__To do__:
a) Answer these about the inference page, marking your answers (i), (ii), (iii):
(i) Which folder holds the images used to run inference and generate a video?
(ii) What order does sorting the frames by index correspond to?
(iii) In the image-loading function, which color order is the image converted to?
b) Can you return the part of the inference page starting with "We list the" and going on through "cv_img = cv2.cvtColor(cv_img, cv2.COLOR_BGR2RGB)", copied without changes?

__Article__:
# Deploy model and run inference

In [1]:
import os
import glob
import cv2
%matplotlib inline
import matplotlib.pyplot as plt
import visualization_utils as viz_utils
import tensorflow as tf

Since the models are trained on my personal account, I downloaded the trained models and do the interference on the local machine.


In [2]:
efficientdet_model_path = '../../models/efficientdet-d1-coco17-fine-tuned-model-1/1'
faster_rcnn_model_path = '../../models/faster-rcnn-resnet152-v1-640x640-coco17-fine-tuned-model-1/1'
ssd_resnet_path = '../../models/ssd-resnet50-v1-fpn-1024x1024-coco17-fine-tuned-model-1/1'

In [3]:
efficientdet_model = tf.saved_model.load(efficientdet_model_path)
faster_rcnn_model = tf.saved_model.load(faster_rcnn_model_path)
ssd_resnet_model = tf.saved_model.load(ssd_resnet_path)

## Run inference

Our model is now deployed and we can query it. We are going to use the images available in `data/test_video` to run inference and generate a video. To do so, we are going to need a few tools:
* we need to sort all the frames by index order (which corresponds to chronological order)
* we need a function to load images into numpy array
* we need a loop to run inference and display the results on the input image

We list the frame paths and sort them by index.

In [4]:
frames_path = sorted(glob.glob('../data/test_video/*.png'), 
                     key = lambda k: int(os.path.basename(k).split('.')[0].split('_')[1]))

We create a small function to load images.

In [5]:
import numpy as np
def load_image(path: str) -> np.ndarray:
    """Read an image from the path and returns a numpy array"""
    cv_img = cv2.imread(path,1).astype('uint8')
    cv_img = cv2.cvtColor(cv_img, cv2.COLOR_BGR2RGB)
    return cv_img

We create a mapping from id to name for visualization purposes.

[Rows from a dataset]
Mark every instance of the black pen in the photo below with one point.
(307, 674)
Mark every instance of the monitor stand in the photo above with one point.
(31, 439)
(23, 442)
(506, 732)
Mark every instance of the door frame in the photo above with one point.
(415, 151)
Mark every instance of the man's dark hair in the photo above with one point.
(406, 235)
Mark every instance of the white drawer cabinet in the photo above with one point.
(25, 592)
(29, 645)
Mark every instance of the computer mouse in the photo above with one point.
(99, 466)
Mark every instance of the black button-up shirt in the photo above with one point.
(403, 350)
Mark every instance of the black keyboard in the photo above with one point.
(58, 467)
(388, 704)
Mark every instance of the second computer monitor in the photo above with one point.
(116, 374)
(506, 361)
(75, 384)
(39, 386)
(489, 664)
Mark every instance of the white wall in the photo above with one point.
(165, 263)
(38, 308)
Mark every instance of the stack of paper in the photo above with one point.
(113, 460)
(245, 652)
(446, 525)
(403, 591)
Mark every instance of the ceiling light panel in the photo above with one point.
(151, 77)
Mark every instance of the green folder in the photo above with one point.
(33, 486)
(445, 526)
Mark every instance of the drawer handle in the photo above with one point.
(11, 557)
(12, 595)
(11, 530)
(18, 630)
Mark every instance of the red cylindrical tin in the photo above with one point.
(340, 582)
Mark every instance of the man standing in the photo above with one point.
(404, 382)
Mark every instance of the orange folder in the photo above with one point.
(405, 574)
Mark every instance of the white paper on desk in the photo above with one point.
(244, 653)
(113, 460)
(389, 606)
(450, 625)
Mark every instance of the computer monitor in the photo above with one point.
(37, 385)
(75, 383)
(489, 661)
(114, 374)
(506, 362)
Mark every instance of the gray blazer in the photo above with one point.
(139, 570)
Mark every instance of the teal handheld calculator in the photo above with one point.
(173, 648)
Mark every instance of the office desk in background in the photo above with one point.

__Expected answers__:
a)
(i) `data/test_video`
(ii) Chronological order
(iii) RGB (converted from BGR)

b)
We list the frame paths and sort them by index.

In [4]:
frames_path = sorted(glob.glob('../data/test_video/*.png'), 
                     key = lambda k: int(os.path.basename(k).split('.')[0].split('_')[1]))

We create a small function to load images.

In [5]:
import numpy as np
def load_image(path: str) -> np.ndarray:
    """Read an image from the path and returns a numpy array"""
    cv_img = cv2.imread(path,1).astype('uint8')
    cv_img = cv2.cvtColor(cv_img, cv2.COLOR_BGR2RGB)